— SHORT EXERCISE —
Find every line in the entries below that contains the string "fence", and copy each of those lines.

::::

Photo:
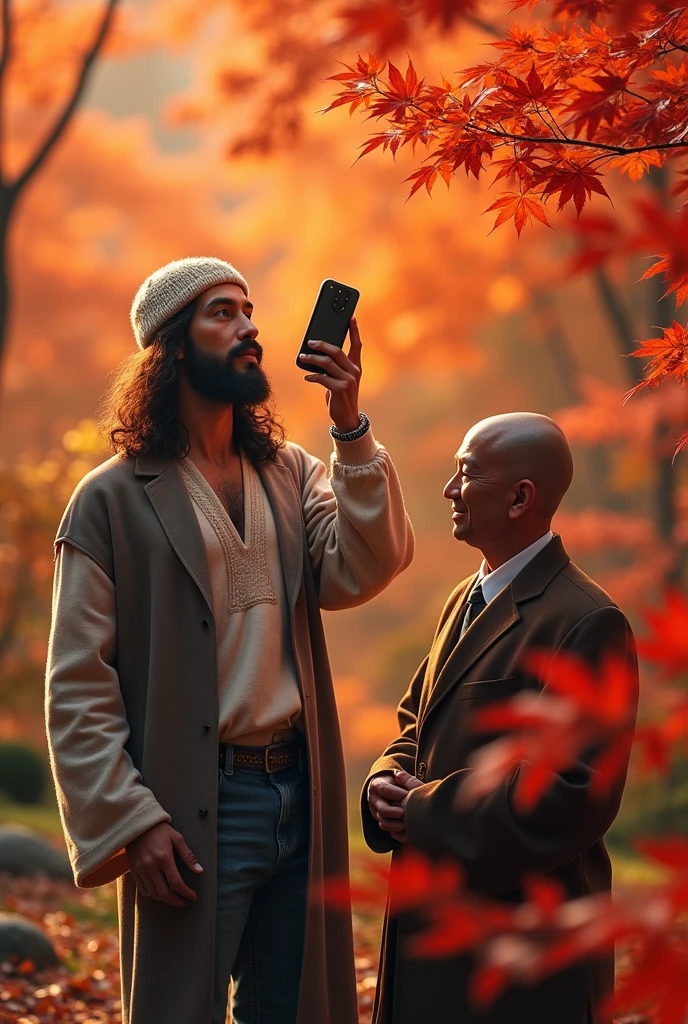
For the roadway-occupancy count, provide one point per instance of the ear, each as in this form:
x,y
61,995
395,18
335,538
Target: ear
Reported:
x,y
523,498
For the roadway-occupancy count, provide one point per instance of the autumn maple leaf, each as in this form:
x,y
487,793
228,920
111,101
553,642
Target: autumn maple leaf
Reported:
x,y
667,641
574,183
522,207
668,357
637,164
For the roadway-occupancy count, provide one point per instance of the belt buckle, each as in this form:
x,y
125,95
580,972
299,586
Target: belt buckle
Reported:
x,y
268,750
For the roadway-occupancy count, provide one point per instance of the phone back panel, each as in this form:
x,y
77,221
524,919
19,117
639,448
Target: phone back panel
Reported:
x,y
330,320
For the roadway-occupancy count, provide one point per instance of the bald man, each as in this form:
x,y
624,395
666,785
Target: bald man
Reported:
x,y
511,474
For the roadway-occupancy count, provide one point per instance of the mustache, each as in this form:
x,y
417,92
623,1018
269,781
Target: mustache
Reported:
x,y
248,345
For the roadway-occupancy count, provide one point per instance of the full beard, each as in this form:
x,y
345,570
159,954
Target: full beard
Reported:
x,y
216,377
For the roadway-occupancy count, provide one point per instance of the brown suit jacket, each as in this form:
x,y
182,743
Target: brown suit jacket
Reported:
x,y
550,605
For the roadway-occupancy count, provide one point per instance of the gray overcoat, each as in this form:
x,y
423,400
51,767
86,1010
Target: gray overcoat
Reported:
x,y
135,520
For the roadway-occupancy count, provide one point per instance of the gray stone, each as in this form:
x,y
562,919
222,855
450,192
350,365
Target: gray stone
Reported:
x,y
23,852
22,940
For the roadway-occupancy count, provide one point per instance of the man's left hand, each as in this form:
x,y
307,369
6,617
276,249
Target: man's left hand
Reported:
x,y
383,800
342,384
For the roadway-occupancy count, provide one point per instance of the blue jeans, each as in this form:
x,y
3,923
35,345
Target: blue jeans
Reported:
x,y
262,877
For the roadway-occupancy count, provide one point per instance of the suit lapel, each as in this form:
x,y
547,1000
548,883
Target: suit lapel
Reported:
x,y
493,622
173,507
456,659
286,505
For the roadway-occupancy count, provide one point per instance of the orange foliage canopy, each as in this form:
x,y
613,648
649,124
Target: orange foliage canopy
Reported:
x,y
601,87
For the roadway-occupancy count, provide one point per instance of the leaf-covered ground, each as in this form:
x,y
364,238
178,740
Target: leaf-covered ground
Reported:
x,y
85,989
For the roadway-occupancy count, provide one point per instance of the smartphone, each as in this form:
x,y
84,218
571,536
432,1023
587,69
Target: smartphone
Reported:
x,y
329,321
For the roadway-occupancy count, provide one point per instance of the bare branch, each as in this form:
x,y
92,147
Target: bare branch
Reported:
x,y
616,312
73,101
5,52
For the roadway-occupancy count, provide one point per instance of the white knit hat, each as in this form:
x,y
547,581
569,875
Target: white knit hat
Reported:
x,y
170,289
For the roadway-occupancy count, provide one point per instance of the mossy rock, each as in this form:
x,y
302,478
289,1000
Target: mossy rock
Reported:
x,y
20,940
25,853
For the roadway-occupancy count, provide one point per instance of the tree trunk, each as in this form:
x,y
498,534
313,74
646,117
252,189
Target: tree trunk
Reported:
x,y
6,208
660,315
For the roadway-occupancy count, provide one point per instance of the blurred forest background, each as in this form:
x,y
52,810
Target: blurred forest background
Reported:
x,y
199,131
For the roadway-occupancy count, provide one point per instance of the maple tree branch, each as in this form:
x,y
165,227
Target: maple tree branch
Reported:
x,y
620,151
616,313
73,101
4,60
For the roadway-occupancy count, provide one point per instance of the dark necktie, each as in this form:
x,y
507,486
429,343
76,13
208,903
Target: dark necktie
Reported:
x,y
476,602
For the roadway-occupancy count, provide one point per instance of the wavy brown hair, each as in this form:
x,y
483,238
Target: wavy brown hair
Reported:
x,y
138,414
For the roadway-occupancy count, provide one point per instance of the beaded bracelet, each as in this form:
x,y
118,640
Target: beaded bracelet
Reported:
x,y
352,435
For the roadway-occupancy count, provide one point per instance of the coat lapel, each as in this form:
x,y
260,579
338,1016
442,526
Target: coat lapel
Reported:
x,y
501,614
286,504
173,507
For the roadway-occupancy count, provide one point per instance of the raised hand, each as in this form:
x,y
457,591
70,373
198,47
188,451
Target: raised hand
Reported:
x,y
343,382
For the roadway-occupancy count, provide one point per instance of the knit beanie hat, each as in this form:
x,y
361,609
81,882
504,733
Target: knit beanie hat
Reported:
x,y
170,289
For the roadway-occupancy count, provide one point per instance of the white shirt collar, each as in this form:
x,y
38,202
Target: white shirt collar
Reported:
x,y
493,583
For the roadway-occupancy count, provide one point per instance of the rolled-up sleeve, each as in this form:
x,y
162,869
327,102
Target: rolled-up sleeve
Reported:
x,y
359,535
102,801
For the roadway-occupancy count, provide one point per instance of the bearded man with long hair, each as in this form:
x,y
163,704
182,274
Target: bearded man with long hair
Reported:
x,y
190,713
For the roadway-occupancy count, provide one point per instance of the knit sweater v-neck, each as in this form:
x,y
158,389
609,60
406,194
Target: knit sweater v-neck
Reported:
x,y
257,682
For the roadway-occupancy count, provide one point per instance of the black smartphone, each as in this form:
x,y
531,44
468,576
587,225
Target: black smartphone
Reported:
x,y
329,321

::::

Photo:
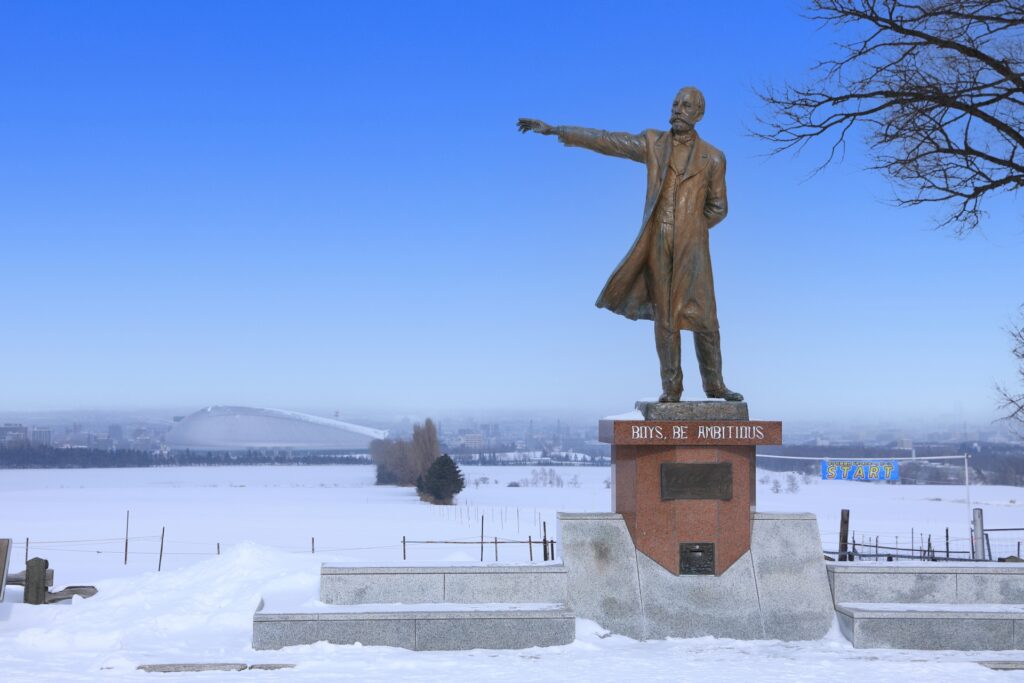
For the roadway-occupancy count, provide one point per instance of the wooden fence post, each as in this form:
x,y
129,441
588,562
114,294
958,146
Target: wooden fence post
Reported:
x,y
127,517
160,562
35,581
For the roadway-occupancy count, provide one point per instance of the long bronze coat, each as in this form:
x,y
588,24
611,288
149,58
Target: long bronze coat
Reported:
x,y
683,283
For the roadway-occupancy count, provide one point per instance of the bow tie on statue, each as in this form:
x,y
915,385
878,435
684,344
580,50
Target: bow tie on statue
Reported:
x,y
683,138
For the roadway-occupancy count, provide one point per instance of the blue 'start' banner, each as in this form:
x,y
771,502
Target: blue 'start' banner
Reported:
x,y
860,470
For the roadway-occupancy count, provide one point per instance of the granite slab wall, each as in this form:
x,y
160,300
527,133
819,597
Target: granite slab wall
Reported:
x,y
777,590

::::

— THE SOLUTION —
For the roadway-occupancy count, provide one point per instance of the wooden fence post, each as in this form:
Target: wooden fence post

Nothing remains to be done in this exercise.